## Kutipan Halaman:

━━━

Agak selatan lagi terdapat petilasan pendopo agung kerajaan Majapahit. Suatu rekonstruksi bangunan rumah besar yang dilakukan dan diresmikan Kodam Brawijaya th. 1986. Bangunan seluas 40 m x 40 m ini berbentuk pendopo (bangunan tanpa dinding samping) dan didirkan tepat diatas temuan 26 umpak (dasaran tiang) yang membujur barat-timur. Untuk ukuran jaman Majapahit tentu bangunan seluas ini pasti berkaitan erat dengan keraton sehingga sangat wajar bila diduga merupakan pendopo agung kerajaan Majapahit kala itu.
Jika terbukti benar, maka tidak
berlebihan jika pendopo agung ini juga menjadi saksi bisu titik awal
kebangkitan dan kejayaan Majapahit. Karena diduga kuat disinilah mahapatih
Gajahmada, dihadapan ratu Tribhuwanatunggadewi, mengucapkan sumpah sakti
“Palapa”-nya yang legendaris tahun 1258 C / 1336 M seperti tertulis dalam kitab
Pararaton (abad 16).
“Sira Gjah Mada patih amangkubumi tan ayun
amukti palala, sira Gjah Mada : lamun huwus kalah nusantara isun amukti palapa,
lamun kalah ring Gurun, ring Seran, Tanjung Pura, ring Haru, ring Pahang,
Dompo, ring Bali, ring Sunda, ring Palembang, ring Tumasik, samana isun amukti
palapa”
(Saya patih
amangkubumi Gajah Mada, saya bersumpah : Sebelum bisa menyatukan nusantara, belum sempurnalah
“palapa”-ku. Dengan menaklukkan Gurun (kota besar di Maluku), Seran (??,
mungkin sekitar Maluku), Tanjung Pura (kerajaan di Kalimantan), Haru (Aru,
kerajaan di Sumatera utara), Pahang (penguasa Malaysia), Dompo (kota besar kerajaan
di Sumbawa), Bali, Sunda (kerajaan di Jawa Barat), Palembang (di kota besar di Sumatera
selatan, bisa bermakna Sriwijaya), Tumasik (kota Singapura), maka sempurnalah bakti
“palapa”-ku)

━━━

## Catatan Hasil Ekstraksi:
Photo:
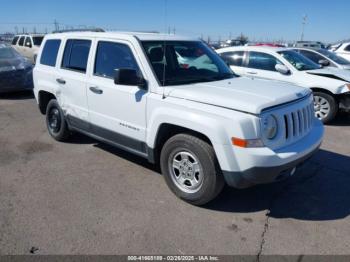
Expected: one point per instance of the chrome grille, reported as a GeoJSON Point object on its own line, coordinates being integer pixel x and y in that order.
{"type": "Point", "coordinates": [298, 123]}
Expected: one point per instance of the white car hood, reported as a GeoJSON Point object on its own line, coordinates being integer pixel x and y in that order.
{"type": "Point", "coordinates": [241, 93]}
{"type": "Point", "coordinates": [336, 73]}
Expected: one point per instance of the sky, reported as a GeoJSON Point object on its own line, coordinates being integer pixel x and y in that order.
{"type": "Point", "coordinates": [260, 20]}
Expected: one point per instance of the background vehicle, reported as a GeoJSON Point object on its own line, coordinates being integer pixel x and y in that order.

━━━

## Petunjuk Tugas:
Teruskan tulisan tentang pendopo agung Majapahit di atas, mulai tepat setelah kalimat terakhirnya.

## Jawaban Tertulis:
SISI RELIGI
Di desa Sentonorejo terdapat makam
islam populer yakni Troloyo. Sesungguhnya terdapat 2 kompleks makam islam
disini, bagian depan dan belakang. Yang paling dikenal dibagian depan adalah
makam syeh Jumadil Kubro yang dipercaya sebagai kakek buyut Walisongo. Yang
menarik adalah kompleks makam belakang yang salah satunya terdapat 7 kubur atau
kubur pitu. Sebuah areal makam islam
sederhana hanya ditutupi atap seng dan beralas karpet. Beberapa kubur tersebut
berhias “Surya Majapahit” dan tulisan arab. Tidak diketahui dengan pasti siapa
dimakam disana. Pada nisan terdapat tulisan angka tahun 1397 C / 1475 M, suatu
masa jaman Majapahit namun dalam periode paska puncak kejayaannya dibawah raja
HayamWuruk (1350 – 1389 M).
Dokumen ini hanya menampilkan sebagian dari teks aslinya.